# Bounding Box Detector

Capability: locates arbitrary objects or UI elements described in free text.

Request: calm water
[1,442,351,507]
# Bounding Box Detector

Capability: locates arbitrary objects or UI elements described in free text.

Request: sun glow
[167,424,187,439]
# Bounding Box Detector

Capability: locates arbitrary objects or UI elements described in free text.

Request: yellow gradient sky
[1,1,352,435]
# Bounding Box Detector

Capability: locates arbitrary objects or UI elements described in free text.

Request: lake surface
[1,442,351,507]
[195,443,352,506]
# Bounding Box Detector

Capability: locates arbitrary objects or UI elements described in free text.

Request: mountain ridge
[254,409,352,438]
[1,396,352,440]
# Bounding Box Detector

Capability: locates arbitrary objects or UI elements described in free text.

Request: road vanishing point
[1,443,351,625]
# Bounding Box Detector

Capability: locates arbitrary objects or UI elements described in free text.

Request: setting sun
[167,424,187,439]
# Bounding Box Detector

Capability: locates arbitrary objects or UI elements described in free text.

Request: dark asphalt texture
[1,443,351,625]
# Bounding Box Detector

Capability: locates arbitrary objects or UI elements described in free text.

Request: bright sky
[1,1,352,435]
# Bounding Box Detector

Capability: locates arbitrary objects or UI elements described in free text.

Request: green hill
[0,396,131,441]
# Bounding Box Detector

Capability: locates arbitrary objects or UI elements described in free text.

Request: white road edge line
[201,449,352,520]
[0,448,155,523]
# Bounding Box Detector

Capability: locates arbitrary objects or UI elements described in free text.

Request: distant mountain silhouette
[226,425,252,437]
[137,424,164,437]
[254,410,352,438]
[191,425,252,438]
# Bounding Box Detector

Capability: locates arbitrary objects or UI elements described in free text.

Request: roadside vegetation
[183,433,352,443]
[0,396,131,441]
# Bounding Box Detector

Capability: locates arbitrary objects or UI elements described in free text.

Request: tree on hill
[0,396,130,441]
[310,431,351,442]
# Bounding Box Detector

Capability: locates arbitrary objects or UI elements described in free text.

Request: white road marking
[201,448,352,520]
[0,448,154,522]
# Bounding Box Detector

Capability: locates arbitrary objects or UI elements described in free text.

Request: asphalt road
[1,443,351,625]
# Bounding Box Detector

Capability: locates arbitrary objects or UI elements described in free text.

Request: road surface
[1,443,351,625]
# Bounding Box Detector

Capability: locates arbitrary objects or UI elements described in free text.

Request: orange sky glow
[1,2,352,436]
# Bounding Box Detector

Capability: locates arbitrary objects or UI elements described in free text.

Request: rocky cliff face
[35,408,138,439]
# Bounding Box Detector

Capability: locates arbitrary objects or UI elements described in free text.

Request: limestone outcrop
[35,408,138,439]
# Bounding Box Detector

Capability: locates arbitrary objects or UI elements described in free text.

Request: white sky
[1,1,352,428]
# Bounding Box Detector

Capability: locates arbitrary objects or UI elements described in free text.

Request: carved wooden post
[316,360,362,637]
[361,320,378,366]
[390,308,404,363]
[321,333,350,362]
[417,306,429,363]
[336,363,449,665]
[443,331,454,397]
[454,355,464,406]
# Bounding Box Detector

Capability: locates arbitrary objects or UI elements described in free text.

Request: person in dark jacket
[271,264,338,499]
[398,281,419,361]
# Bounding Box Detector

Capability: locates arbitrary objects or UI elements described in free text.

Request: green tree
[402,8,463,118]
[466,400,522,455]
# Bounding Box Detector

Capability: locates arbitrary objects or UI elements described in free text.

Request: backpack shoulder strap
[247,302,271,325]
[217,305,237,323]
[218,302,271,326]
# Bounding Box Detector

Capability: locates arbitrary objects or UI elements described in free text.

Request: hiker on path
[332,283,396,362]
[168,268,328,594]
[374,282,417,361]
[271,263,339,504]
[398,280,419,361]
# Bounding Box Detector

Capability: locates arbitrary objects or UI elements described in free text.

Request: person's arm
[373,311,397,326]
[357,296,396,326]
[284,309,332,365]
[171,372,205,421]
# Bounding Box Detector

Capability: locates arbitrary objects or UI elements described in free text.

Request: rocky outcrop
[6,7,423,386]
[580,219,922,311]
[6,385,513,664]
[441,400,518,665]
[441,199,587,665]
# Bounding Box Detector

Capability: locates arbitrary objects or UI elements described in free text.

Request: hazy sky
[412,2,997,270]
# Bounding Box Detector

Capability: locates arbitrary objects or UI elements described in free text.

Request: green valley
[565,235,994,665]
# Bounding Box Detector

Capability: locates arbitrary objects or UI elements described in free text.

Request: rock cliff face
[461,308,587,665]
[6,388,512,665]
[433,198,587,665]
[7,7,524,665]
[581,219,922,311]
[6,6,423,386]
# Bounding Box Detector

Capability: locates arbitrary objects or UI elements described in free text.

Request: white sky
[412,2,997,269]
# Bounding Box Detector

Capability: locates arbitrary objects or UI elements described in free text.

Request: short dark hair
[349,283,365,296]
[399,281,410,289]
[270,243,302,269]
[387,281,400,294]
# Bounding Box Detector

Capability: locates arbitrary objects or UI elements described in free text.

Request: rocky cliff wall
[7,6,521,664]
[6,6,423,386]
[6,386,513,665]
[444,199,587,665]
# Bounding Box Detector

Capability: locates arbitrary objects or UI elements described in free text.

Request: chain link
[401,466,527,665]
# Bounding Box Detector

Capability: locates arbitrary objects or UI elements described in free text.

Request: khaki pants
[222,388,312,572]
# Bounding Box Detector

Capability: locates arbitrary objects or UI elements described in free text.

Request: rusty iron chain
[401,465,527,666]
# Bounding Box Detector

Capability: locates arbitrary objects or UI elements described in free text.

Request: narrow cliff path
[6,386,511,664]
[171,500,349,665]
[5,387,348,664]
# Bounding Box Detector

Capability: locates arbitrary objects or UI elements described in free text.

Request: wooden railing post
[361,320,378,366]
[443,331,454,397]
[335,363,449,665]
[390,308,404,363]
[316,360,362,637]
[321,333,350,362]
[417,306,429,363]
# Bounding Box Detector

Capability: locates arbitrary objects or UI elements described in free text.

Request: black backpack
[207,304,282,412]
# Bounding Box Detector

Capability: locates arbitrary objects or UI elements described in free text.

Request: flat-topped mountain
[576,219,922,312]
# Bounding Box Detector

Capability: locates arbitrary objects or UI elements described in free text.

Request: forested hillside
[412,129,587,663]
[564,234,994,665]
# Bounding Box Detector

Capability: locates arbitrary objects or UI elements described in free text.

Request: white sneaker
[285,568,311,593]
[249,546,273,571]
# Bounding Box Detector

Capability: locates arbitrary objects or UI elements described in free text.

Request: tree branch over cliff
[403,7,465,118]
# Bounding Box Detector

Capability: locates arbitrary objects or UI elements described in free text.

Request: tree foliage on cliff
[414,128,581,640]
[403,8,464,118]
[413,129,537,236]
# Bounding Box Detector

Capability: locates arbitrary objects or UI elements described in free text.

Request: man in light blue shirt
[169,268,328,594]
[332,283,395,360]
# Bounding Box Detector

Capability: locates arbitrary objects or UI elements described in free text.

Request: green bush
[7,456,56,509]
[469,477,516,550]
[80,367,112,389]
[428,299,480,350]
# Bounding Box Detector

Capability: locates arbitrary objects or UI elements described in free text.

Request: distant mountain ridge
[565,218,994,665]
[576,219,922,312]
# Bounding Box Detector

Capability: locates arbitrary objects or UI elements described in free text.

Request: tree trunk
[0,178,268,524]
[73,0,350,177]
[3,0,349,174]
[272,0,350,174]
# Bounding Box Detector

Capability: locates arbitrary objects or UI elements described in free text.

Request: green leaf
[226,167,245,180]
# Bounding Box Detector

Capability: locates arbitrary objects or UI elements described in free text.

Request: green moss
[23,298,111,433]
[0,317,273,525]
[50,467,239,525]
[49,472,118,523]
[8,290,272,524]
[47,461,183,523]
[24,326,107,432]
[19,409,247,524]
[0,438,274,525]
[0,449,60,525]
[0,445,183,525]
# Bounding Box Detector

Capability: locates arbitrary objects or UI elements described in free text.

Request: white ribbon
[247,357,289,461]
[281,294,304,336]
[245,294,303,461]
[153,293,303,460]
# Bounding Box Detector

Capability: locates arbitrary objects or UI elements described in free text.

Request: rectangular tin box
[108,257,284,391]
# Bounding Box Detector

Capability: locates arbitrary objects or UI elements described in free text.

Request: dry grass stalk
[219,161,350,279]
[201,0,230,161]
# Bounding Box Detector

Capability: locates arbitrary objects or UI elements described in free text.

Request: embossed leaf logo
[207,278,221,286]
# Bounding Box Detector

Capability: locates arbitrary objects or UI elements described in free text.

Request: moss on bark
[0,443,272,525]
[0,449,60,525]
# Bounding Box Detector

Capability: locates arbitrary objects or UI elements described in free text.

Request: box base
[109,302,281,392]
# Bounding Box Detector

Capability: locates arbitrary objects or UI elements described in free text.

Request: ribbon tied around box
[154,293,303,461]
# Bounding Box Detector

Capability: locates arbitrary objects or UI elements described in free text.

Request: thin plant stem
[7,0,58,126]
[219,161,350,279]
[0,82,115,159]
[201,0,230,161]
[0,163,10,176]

----------------

WORK TASK:
Copy exactly the lines from the one with "Request: embossed leaf logo" down to the last line of the records above, and leave out everything else.

WRITTEN RESPONSE:
Request: embossed leaf logo
[207,278,221,286]
# Bounding Box Detector

Capability: locates arbitrary objects or UI elements described in free text.

Request: moss on bark
[0,443,272,525]
[0,449,60,525]
# Bounding Box Detector

Capability: locates arbitrary objects or UI elements described in free text.

Request: box base
[109,302,281,392]
# Bounding Box Detector

Capability: locates arbitrary objects or UI elements described in free text.

Request: ribbon tied around box
[154,293,303,461]
# Bounding Box Detector

Capability: locates arbitrary objects or UI elements described in free text.

Request: thin plant stem
[7,0,58,126]
[219,161,350,279]
[0,82,115,159]
[201,0,230,161]
[0,163,10,176]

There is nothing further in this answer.